** Exercise data follows **
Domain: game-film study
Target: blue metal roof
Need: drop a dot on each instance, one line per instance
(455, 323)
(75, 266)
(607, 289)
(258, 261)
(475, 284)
** End of Exercise data **
| Task |
Every line from the one containing "Need: drop a" through the last line of the entries should be output exactly; nothing else belongs in the reply.

| Exercise answer |
Need: drop a dot on each instance, one line per instance
(455, 323)
(75, 266)
(607, 289)
(258, 261)
(475, 284)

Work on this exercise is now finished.